-- START OF Task input --
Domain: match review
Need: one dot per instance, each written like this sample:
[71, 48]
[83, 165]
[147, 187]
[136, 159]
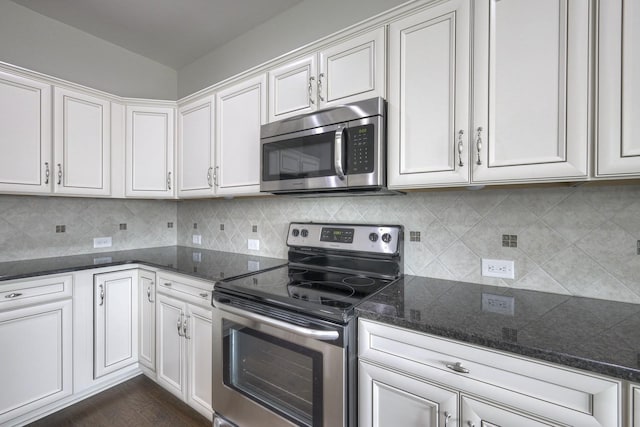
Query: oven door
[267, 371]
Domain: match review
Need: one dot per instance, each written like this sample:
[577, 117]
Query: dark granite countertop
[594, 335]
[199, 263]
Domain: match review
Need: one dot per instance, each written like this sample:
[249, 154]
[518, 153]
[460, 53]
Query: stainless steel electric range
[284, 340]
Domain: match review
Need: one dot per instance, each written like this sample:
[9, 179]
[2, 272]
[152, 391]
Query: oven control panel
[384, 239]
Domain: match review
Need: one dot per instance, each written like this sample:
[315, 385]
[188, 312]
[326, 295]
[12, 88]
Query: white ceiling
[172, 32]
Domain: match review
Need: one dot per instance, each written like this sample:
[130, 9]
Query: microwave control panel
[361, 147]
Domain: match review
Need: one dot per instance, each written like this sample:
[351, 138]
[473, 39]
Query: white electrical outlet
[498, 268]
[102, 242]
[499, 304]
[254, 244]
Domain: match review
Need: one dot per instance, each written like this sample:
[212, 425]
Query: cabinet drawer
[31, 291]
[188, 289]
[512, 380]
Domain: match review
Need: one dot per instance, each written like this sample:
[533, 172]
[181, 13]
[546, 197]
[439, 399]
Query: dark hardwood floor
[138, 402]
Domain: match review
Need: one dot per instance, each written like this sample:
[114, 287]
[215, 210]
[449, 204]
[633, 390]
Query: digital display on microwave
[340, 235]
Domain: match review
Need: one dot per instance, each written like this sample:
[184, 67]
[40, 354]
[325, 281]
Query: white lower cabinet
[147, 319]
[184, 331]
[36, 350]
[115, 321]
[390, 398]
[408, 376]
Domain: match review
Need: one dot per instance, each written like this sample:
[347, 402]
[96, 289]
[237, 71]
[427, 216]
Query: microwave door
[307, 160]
-- END OF Task input --
-- START OF Task input --
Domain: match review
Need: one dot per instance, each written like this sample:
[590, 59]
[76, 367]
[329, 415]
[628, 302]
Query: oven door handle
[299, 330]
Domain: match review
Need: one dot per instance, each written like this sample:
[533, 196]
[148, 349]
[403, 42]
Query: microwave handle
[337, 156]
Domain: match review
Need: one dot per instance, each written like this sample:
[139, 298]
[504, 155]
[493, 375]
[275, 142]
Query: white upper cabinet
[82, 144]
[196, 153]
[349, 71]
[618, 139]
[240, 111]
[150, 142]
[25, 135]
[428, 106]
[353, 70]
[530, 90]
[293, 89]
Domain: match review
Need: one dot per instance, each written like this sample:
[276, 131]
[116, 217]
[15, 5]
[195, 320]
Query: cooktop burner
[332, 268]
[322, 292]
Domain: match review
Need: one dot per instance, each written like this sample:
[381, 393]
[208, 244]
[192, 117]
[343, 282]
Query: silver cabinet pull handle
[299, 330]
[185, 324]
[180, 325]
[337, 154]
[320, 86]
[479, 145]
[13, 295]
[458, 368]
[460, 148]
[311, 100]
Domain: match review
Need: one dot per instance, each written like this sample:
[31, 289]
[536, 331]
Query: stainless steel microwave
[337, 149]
-- END OF Task input --
-- START OF Task input --
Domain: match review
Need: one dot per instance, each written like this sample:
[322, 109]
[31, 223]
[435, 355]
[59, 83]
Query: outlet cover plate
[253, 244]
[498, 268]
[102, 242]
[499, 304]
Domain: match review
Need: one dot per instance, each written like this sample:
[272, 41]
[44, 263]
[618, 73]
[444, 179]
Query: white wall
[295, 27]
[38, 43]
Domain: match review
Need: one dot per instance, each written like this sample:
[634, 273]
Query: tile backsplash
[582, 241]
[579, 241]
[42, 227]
-- END OF Task input --
Locate each line in the records above that contains the word "door", and copy those lines out in full.

Query: oven door
Query: microwave door
Query: oven door handle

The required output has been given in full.